** START Text segment **

Sabine Brünger-Weilandt, President and CEO of FIZ Karlsruhe, underscores: “We are convinced that our partnership, which is the first of its kind in Germany, will ensure optimum support during the NFDI founding phase and provide an adequate scientific environment. We stand for a core concept of the NFDI, collaboration based on sharing work and design by users in research and academic education together with scientific infrastructure institutions.”
Both Doris Wedlich and Sabine Brünger-Weilandt are members of the German Council for Scientific Information Infrastructures. In June 2016, this council presented its position paper “Leistung aus Vielfalt” (Enhancing research data management: Performance through diversity) to GWK. This paper contains recommendations for research data management, among others establishment of an NFDI.
The Directorate will be located in the city center of Karlsruhe. The mandate of KIT and FIZ Karlsruhe will end as soon as the NFDI will be a legal entity of its own after extensive development work.
FIZ Karlsruhe – Leibniz Institute for Information Infrastructure is a not-for-profit limited liability company. As one of the largest non-academic information infrastructure institutions in Germany, we have the public mission to provide researchers and scientists with scientific information and to develop the appropriate products and services. To this end, we edit and index large data volumes from manifold sources, develop and operate innovative information services and e-research solutions, and carry out research projects of our own. FIZ Karlsruhe is a member of the Leibniz Association which comprises more than 95 institutions involved in research activities and/or the development of scientific infrastructure.

** END Text segment **
** START Data section **

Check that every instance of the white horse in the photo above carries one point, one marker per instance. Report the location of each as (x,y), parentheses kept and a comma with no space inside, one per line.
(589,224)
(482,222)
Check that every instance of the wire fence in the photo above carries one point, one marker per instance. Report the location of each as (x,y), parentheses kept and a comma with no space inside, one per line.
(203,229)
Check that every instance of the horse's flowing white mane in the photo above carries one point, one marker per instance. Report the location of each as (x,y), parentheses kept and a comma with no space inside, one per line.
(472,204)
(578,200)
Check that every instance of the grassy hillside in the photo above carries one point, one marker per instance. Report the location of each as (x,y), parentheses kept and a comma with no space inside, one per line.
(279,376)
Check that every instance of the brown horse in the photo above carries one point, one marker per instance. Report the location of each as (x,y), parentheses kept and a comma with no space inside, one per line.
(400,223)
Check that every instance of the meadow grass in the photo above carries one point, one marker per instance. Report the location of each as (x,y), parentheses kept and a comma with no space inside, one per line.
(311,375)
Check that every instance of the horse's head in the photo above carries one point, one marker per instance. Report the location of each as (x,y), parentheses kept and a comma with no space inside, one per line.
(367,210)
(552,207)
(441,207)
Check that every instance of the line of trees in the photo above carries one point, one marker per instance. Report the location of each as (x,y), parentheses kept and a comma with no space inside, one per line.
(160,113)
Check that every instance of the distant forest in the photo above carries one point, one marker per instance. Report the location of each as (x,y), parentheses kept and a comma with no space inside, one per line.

** END Data section **

→ **Set tasks**
**1)** From the passage on FIZ Karlsruhe and the NFDI, list the activities that FIZ Karlsruhe states it undertakes to fulfill its public mission.
**2)** Resume the passage on FIZ Karlsruhe and the NFDI, picking up after its final sentence.

→ **Exercise responses**
**1)**
- Editing and indexing large data volumes from manifold sources
- Developing and operating innovative information services and e-research solutions
- Carrying out research projects of its own

**2)**
KIT– Being “The Research University in the Helmholtz Association,“ KIT creates and imparts knowledge for the society and the environment. It is the objective to make significant contributions to the global challenges in the fields of energy, mobility and information. For this, about 9,300 employees cooperate in a broad range of disciplines in natural sciences, engineering sciences, economics, and the humanities and social sciences. KIT prepares its 25,100 students for responsible tasks in society, industry, and science by offering research-based study programs. Innovation efforts at KIT build a bridge between important scientific findings and their application for the benefit of society, economic prosperity, and the preservation of our natural basis of life.